- **Using the information**
1. According to the abstract on birth seasonality and autism, in what room was the poster presented?
2. Write out the stretch from "Birth Seasonality and" through "congres de Montreal)" in the abstract on birth seasonality and autism.
3. Extend the abstract on birth seasonality and autism by writing what comes after its final sentence.

- **Exercise passage**
▼
Birth Seasonality and Risk of Autism Spectrum Disorder

Poster Presentation
Thursday, May 2, 2019: 11:30 AM-1:30 PM
Room: 710 (Palais des congres de Montreal)
B. K. Lee1, R. Gross2, R. Francis3, H. Karlsson4, D. Schendel5, A. Sourander6, A. Reichenberg7, E. Parner8, M. Hornig9, A. Yaniv10, H. Leonard11 and S. Sandin12,13, (1)Epidemiology and Biostatistics, Drexel University, Philadelphia, PA, (2)Epidemiology, Tel Aviv University, Tel Aviv, Israel, (3)Telethon Insitute for Child Health Research, Subiaco, Australia, (4)Department of Neuroscience, Karolinska Institutet, Stockholm, Sweden, (5)Aarhus University, Aarhus, Denmark, (6)University of Turku, Turku, Finland, (7)Seaver Autism Center, Department of Psychiatry, Icahn School of Medicine at Mount Sinai Hospital, New York, NY, (8)University of Aarhus, DK-8000 Århus C, Denmark, (9)Center for Infection and Immunity, Mailman School of Public Health, Columbia University, New York, NY, (10)Tel Aviv University, Tel Aviv, Israel, (11)Disability, Telethon Kids Institute, West Perth, Western Australia, Australia, (12)Department of Psychiatry, Icahn School of Medicine at Mount Sinai, New York, NY, (13)Department of Medical Epidemiology and Biostatistics, Karolinska Institutet, Stockholm, Sweden
Background: Season of birth has been hypothesized to be a risk factor for autism spectrum disorder (ASD). However, the evidence has been mixed and limited due to methodological challenges.
▲
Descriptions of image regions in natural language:
▼
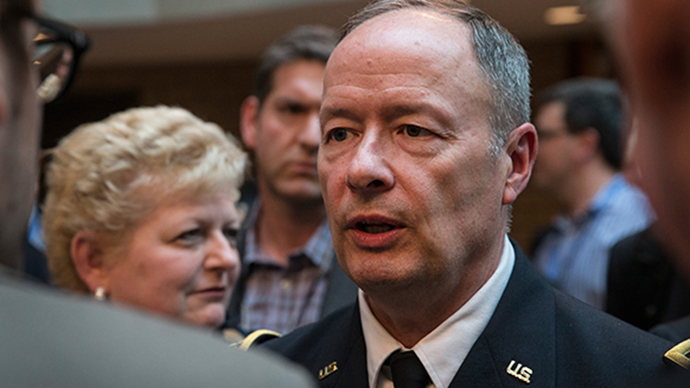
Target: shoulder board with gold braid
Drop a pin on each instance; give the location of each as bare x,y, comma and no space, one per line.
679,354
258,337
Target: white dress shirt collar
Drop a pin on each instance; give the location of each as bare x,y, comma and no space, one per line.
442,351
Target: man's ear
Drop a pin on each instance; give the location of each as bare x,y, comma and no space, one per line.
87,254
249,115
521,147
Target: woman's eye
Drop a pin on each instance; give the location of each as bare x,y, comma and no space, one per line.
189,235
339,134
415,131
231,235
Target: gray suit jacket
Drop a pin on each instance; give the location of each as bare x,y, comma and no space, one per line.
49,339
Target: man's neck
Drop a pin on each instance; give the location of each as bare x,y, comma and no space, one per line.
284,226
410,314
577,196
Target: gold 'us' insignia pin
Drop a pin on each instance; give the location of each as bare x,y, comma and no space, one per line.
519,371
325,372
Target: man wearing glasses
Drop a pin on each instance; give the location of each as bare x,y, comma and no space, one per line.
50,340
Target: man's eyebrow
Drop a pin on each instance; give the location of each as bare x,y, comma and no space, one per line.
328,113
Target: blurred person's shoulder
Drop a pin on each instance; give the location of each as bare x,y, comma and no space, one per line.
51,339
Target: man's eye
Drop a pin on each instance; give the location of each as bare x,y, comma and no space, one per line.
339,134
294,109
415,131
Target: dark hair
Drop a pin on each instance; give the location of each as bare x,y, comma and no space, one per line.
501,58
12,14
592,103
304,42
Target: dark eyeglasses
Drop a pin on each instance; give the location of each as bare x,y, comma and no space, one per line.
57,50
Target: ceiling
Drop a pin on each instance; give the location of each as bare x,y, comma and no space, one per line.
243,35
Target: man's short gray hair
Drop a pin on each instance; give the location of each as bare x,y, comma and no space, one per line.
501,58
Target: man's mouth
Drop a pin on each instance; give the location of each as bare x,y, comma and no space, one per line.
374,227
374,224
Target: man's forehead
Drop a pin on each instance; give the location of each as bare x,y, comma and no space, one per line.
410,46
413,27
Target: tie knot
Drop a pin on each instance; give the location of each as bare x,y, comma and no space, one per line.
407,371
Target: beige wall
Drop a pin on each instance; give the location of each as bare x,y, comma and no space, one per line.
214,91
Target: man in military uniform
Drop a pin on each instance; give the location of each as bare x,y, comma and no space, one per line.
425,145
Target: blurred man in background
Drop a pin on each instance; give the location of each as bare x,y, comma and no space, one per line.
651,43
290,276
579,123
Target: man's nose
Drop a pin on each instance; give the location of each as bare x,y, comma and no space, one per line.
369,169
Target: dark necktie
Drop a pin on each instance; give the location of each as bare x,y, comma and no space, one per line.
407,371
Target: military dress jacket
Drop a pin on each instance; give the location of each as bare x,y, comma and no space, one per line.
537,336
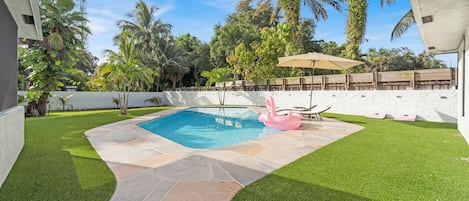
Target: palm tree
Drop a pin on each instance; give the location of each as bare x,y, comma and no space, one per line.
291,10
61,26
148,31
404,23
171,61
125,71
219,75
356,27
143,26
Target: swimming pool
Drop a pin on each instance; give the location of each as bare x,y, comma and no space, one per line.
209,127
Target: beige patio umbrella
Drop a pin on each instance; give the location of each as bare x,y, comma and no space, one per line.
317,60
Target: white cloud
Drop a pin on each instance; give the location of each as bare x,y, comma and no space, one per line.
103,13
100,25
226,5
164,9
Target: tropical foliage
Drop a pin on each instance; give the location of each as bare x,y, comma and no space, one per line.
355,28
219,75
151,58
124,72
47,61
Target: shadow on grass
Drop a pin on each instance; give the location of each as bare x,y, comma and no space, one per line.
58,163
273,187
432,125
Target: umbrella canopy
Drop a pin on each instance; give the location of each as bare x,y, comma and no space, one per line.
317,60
▲
- **Answers to the exercises**
1. Room 710 at the Palais des congres de Montreal.

2.
Birth Seasonality and Risk of Autism Spectrum Disorder

Poster Presentation
Thursday, May 2, 2019: 11:30 AM-1:30 PM
Room: 710 (Palais des congres de Montreal)

3.
Objectives: Examine birth and ASD diagnosis data across multiple countries for statistical evidence of birth seasonality in ASD.

Methods: We examine ASD birth trends for 9,560,874 births across 5 countries. ASD birth prevalence data were obtained from the International Collaboration for Autism Registry Epidemiology database, including children born in Denmark, Finland, Norway, Sweden, and Western Australia. Parametric and non-parametric methods including empirical mode decomposition and logistic regression were used to assess seasonality.

Results: We demonstrate seasonal variation in ASD births for the countries of Denmark, Finland, and Sweden, including a small increase in risk for children born in the fall (i.e., conceived in the winter). For example, for Sweden in the months of January, March, April, and June, the observed ASD rate was approximately 4 cases/10,000 births lower than would be expected, while for the months of September-December, an excess of births ranging from 2.8 cases/10,000 births to 7.1 cases/10,000 births was observed. For these three countries, solar radiation levels around conception and the postnatal period were inversely correlated with seasonal trends in ASD risk.

Conclusions: Assuming that season of birth is a proxy for temporally fluctuating environmental conditions, this study provides further support of the involvement of non-genetic risk factors in the etiology of ASD.